**Exercise brief:** Please read the Nightwing #4 review below and name the crossover it says is coming next month.

**Text excerpt:**
Segment Open
Nightwing #4 review


The “Better Than Batman” arc has been one of the most exciting, consistently entertaining stories coming from of DC Comics in the past several months.  I’ve used the word “swashbuckling” to describe it a few times, and I still feel that’s accurate: it’s a grand adventure, serialized entertainment that hearkens back to the Silver Age of Cinema where heroes went on globe-trotting adventures at dangerous locales, each more exciting than the last.  Throw in some superheroics and genuinely compelling relationships and Nightwing has been a winner, through and through.

It’s sad, then, that the finale to such a great run is just… good.  And it is good, but it’s “just” good.

One of the main factors, I’ve no doubt, is the “Night of the Monster Men” crossover coming next month.  Don’t get me wrong, I think it sounds ridiculous and/or awesome, but considering Seeley has been playing a long game here it’s disappointing that he was rushed to wrap up in time for a different story altogether.  He can still play the long game, and there are certainly hints and seeds planted here that will no doubt be explored in the future, I just wish this arc hadn’t been wrapped up so neatly.
Segment Closed
**Records supplied:**
Segment Open
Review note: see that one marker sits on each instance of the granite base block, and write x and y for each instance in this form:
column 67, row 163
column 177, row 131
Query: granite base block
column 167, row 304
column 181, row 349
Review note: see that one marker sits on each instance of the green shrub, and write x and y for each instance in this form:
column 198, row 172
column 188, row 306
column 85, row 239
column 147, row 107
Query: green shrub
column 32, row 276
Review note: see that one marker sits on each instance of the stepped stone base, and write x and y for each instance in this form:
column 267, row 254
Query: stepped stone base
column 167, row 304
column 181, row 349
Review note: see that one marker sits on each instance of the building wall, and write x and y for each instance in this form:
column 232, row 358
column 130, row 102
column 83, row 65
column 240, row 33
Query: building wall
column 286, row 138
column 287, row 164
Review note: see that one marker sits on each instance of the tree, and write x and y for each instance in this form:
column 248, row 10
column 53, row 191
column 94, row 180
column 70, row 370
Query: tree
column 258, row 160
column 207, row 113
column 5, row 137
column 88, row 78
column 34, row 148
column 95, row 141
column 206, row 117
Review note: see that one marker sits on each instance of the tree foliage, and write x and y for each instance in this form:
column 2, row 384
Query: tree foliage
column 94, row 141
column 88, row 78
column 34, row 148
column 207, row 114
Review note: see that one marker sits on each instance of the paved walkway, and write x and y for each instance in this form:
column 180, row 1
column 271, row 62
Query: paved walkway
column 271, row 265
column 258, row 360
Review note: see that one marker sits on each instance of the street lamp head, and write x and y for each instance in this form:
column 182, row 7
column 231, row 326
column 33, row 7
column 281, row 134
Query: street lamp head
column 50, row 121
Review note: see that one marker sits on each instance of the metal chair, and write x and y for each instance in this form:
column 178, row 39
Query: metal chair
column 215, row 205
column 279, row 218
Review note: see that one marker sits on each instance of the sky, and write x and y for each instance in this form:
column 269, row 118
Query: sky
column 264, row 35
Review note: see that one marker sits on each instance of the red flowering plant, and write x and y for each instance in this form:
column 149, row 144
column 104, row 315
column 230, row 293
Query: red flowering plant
Segment Closed
**Answer to the problem:** "Night of the Monster Men"